• CONSIGNE
Recopiez mot pour mot l'intégralité du texte ci-dessous consacré au forfait social sur l'épargne salariale.

En effet, elle est truffée de dispositions dont on se demande pour quelle raison elles se trouvent là.

C’est notamment le cas d’une mesure en apparence technique, mais qui frappe de plein fouet les salariés qui bénéficient d’un système d’épargne salariale au sein de leur entreprise: le relèvement du forfait social à 20%.

Jusqu’en 2008, l’épargne salariale bénéficiait d’une grande clémence de la part du législateur. Elle échappait aux cotisations sociales, et était simplement soumise à la CSG. Dans ce dispositif global, il faut ranger les PERCO, les PEE, les retraites supplémentaires, mais aussi la participation et l’intéressement. En tout, plus d’une vingtaine de milliards chaque année, qui sont versés sous forme de revenus différés aux salariés.

Ne pas soumettre ces revenus aux cotisations sociales avait du sens. Cette mesure de clémence a permis au dispositif de commencer à prendre ses marques. Il a par ailleurs constitué un apport important à ses bénéficiaires, notamment en cas de départ de l’entreprise: pour beaucoup de salariés qui quittaient leur entreprise avec une certaine ancienneté, la libération des sommes accumulées a permis de partir avec un petit capital tout à fait bienvenu.

Dès 2009, la loi de financement de la sécurité sociale a imposé une cotisation patronale sur ces sommes, dénommée forfait social. Initialement, ce forfait était de 2%, mais il a augmenté de 2 points par an jusqu’à atteindre 8% en loi de financement de la sécurité sociale 2012.

• LIGNES AFFICHÉES
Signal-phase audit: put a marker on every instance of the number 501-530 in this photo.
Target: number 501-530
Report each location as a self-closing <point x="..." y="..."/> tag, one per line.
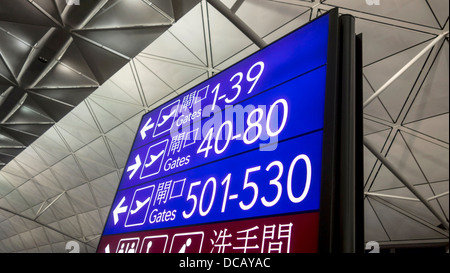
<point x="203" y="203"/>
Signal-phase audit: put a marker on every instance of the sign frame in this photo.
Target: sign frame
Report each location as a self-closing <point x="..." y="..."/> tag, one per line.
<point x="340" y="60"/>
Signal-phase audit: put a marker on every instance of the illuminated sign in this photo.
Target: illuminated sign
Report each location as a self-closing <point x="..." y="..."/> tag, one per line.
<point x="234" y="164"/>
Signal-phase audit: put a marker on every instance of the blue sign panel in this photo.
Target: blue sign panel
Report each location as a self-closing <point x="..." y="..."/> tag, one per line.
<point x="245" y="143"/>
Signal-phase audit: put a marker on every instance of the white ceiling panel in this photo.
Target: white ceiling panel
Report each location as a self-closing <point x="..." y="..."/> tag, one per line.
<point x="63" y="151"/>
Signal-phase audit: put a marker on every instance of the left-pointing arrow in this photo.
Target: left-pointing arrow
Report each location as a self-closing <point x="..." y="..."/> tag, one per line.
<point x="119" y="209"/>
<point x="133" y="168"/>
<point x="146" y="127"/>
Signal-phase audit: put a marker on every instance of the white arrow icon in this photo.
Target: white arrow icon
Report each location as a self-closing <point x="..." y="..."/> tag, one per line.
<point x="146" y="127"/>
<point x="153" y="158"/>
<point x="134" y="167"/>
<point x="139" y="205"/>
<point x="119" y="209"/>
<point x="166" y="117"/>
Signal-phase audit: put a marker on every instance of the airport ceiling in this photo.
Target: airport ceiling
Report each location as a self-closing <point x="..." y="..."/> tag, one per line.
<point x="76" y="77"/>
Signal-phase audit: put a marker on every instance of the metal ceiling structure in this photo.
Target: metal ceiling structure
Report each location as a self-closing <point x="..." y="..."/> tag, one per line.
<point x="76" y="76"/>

---

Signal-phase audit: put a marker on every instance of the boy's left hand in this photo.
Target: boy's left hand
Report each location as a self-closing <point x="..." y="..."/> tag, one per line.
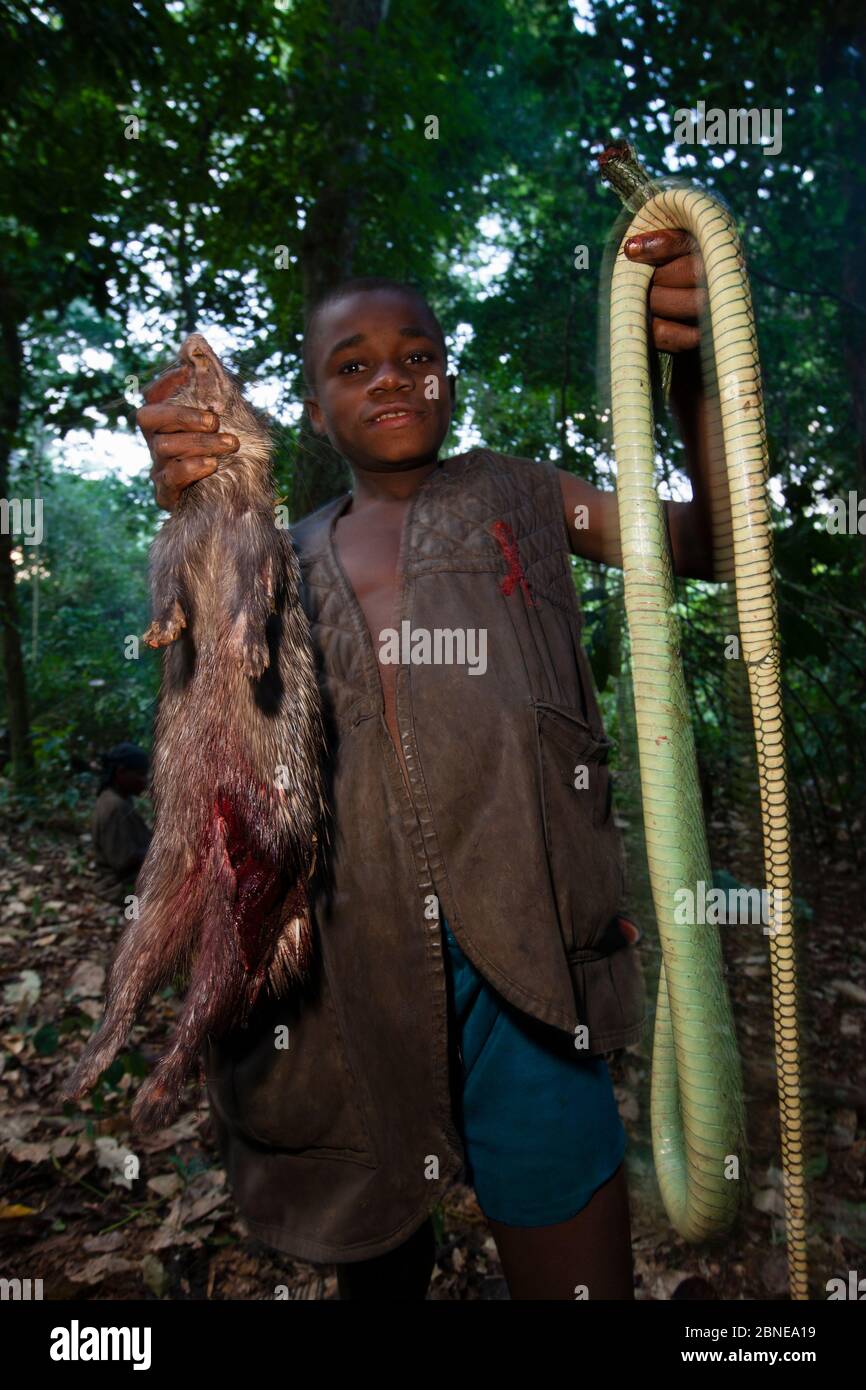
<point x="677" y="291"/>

• RÉPONSE COMPLÈTE
En effet, elle est truffée de dispositions dont on se demande pour quelle raison elles se trouvent là.

C’est notamment le cas d’une mesure en apparence technique, mais qui frappe de plein fouet les salariés qui bénéficient d’un système d’épargne salariale au sein de leur entreprise: le relèvement du forfait social à 20%.

Jusqu’en 2008, l’épargne salariale bénéficiait d’une grande clémence de la part du législateur. Elle échappait aux cotisations sociales, et était simplement soumise à la CSG. Dans ce dispositif global, il faut ranger les PERCO, les PEE, les retraites supplémentaires, mais aussi la participation et l’intéressement. En tout, plus d’une vingtaine de milliards chaque année, qui sont versés sous forme de revenus différés aux salariés.

Ne pas soumettre ces revenus aux cotisations sociales avait du sens. Cette mesure de clémence a permis au dispositif de commencer à prendre ses marques. Il a par ailleurs constitué un apport important à ses bénéficiaires, notamment en cas de départ de l’entreprise: pour beaucoup de salariés qui quittaient leur entreprise avec une certaine ancienneté, la libération des sommes accumulées a permis de partir avec un petit capital tout à fait bienvenu.

Dès 2009, la loi de financement de la sécurité sociale a imposé une cotisation patronale sur ces sommes, dénommée forfait social. Initialement, ce forfait était de 2%, mais il a augmenté de 2 points par an jusqu’à atteindre 8% en loi de financement de la sécurité sociale 2012.